● **Texte fourni**
..............................

Question parlementaire: Frais de photocopies dans l’enseignement secondaire.

Monsieur le Président,

Conformément à l’article 83 du Règlement de la Chambre des Députés, je vous prie de bien vouloir transmettre la question parlementaire suivante à Monsieur le Ministre de l’Education nationale.

Il m’est parvenu que les directions de certains établissements de l’enseignement secondaire auraient pour pratique d’enjoindre aux membres du corps enseignant de faire payer, en espèces, à leurs élèves les feuilles polycopiées qui leur sont distribuées à des fins scolaires. Etant donné que ces feuilles ont été photocopiées par la machine de l’établissement, les enseignants doivent par la suite, depuis leur compte en banque personnel, virer l’argent récolté auprès des élèves vers le compte de l’établissement scolaire.

 

Partant, je voudrais poser à Monsieur le Ministre les questions suivantes :

 

  • (-) Monsieur le Ministre est-il au courant de cette pratique ?
  • (-) Le cas échéant, Monsieur le Ministre peut-il me communiquer la liste des établissements scolaires s’adonnant à cette pratique ?
  • (-) Monsieur le Ministre estime-t-il qu’il soit normal qu’un enseignant demande à ses élèves, et a fortiori à leurs parents, d’engager des frais pour ce qui est à considérer comme du matériel scolaire et de surcroît par une méthode aussi informelle et peu professionnelle ?
  • (-) D’après mes informations, la tâche de centraliser l’argent récolté par les enseignants reviendrait finalement au régent de la classe, qui doit ainsi s’exécuter de cette tâche comptable. Une telle tâche fait-elle partie de ses attributions ?
  • (-) Monsieur le Ministre comprend-il la gêne occasionnée par cette situation aussi bien auprès de l’enseignant qu’auprès des élèves ?
  • (-) Se pose également la question de la base légale de cette pratique. A ma connaissance, la seule base légale à laquelle se réfère le ou les établissement(s) en question serait un « Règlement ministériel du 13 juillet 2007 portant fixation des conditions et modalités de perception de recettes par les services de l’Etat à gestion séparée dépendant du Ministère de l’Education nationale et de la Formation professionnelle ». Or, à ma connaissance et à ce jour, ce règlement ministériel semble ne pas avoir été publié. Monsieur le Ministre peut-il m’indiquer si ce règlement ministériel a effectivement été publié et, le cas échéant, peut-il m’indiquer la date de publication dudit règlement ?
  • (-) Cette pratique pourrait-elle se baser sur la loi du 8 juin 1999, notamment son article 74, qui prévoit toutefois la publication d’un Règlement grand-ducal sur avis du Conseil d’Etat permettant de déroger à l’universalité des règles de comptabilité, dont je n’ai pour ma part toutefois pas connaissance ? Monsieur le Ministre pourrait-il m’indiquer si un tel Règlement grand-ducal aurait été adopté et publié ?

..............................

● **Objectif 1**
Dans le texte fourni, sur quel article du Règlement de la Chambre des Députés s'appuie l'auteur pour faire transmettre sa question ?
● **Objectif 2**
Exprimez en liste JSON de chaînes, à raison d'une chaîne par ligne, les lignes des enregistrements allant de leur début jusqu'à la ligne contenant "point(22, 28)", celle-ci incluse. Omettez les lignes vides.
Le texte fourni et les enregistrements ne proviennent pas de la même source.

..............................

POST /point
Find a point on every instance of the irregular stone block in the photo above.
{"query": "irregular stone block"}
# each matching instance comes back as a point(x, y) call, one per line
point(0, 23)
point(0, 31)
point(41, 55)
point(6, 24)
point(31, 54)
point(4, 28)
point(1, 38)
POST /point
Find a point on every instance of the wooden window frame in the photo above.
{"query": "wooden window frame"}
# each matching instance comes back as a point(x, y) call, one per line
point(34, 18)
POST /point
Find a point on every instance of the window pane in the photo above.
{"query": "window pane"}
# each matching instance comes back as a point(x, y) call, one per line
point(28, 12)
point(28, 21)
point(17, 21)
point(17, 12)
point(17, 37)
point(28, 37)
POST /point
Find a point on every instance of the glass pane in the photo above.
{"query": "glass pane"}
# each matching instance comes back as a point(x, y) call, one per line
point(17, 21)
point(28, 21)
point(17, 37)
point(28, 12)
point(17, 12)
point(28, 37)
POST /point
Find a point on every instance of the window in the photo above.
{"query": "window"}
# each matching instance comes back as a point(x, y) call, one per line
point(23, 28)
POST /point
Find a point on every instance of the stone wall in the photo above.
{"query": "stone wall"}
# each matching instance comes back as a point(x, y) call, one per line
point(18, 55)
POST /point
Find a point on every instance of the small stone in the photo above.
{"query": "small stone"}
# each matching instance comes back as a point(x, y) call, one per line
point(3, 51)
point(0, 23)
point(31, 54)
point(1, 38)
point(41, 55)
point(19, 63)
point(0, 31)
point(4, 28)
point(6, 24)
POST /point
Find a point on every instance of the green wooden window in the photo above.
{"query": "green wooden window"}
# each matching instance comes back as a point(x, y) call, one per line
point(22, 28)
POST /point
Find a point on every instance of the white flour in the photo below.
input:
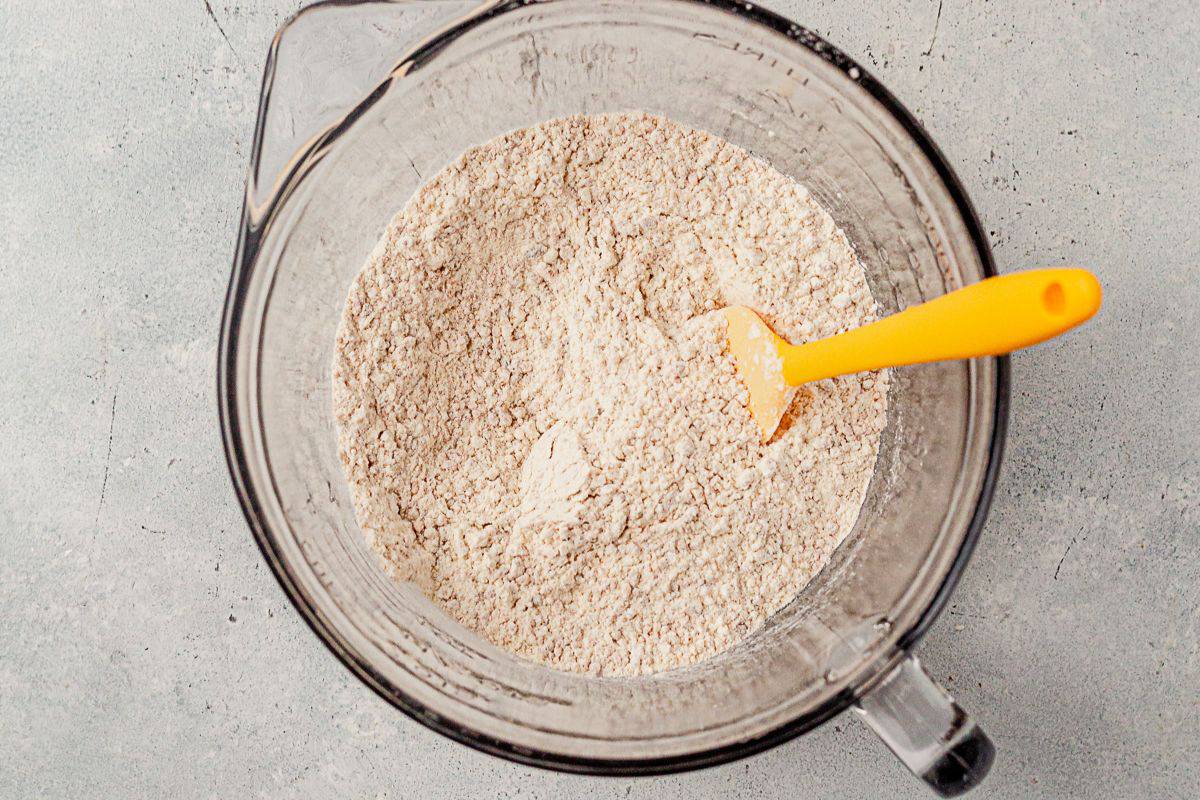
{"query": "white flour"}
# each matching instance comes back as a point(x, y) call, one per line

..............................

● **Résultat attendu 1**
Sur l'article 83 du Règlement de la Chambre des Députés.

● **Résultat attendu 2**
[
  "POST /point",
  "Find a point on every instance of the irregular stone block in the photo above.",
  "{\"query\": \"irregular stone block\"}",
  "# each matching instance comes back as a point(x, y) call, one per line",
  "point(0, 23)",
  "point(0, 31)",
  "point(41, 55)",
  "point(6, 24)",
  "point(31, 54)",
  "point(4, 28)",
  "point(1, 38)",
  "POST /point",
  "Find a point on every instance of the wooden window frame in the photo above.",
  "{\"query\": \"wooden window frame\"}",
  "# each matching instance comes back as a point(x, y) call, one per line",
  "point(34, 18)",
  "POST /point",
  "Find a point on every instance of the window pane in the photo above.",
  "{\"query\": \"window pane\"}",
  "# each matching instance comes back as a point(x, y) call, one per line",
  "point(28, 12)",
  "point(28, 21)",
  "point(17, 21)",
  "point(17, 12)",
  "point(17, 37)",
  "point(28, 37)",
  "POST /point",
  "Find a point on every instance of the glass pane in the photo above.",
  "{\"query\": \"glass pane\"}",
  "# each matching instance comes back as a point(x, y) call, one per line",
  "point(17, 21)",
  "point(28, 21)",
  "point(17, 37)",
  "point(28, 12)",
  "point(17, 12)",
  "point(28, 37)",
  "POST /point",
  "Find a point on every instance of the window in the photo above.",
  "{\"query\": \"window\"}",
  "# each matching instance comes back as a point(x, y) call, one per line",
  "point(23, 28)",
  "POST /point",
  "Find a point on every instance of the stone wall in the photo above.",
  "{\"query\": \"stone wall\"}",
  "# each matching instance comes back as a point(x, y) call, one per line",
  "point(18, 55)",
  "POST /point",
  "Find a point on every instance of the small stone in the photo above.",
  "{\"query\": \"small stone\"}",
  "# each matching instance comes back as a point(x, y) call, one per line",
  "point(3, 51)",
  "point(0, 23)",
  "point(31, 54)",
  "point(1, 38)",
  "point(41, 55)",
  "point(19, 63)",
  "point(0, 31)",
  "point(4, 28)",
  "point(6, 24)",
  "POST /point",
  "Find a point on every instance of the green wooden window in the photo above.",
  "{\"query\": \"green wooden window\"}",
  "# each matching instance comes back as a point(x, y) call, one per line",
  "point(22, 28)"
]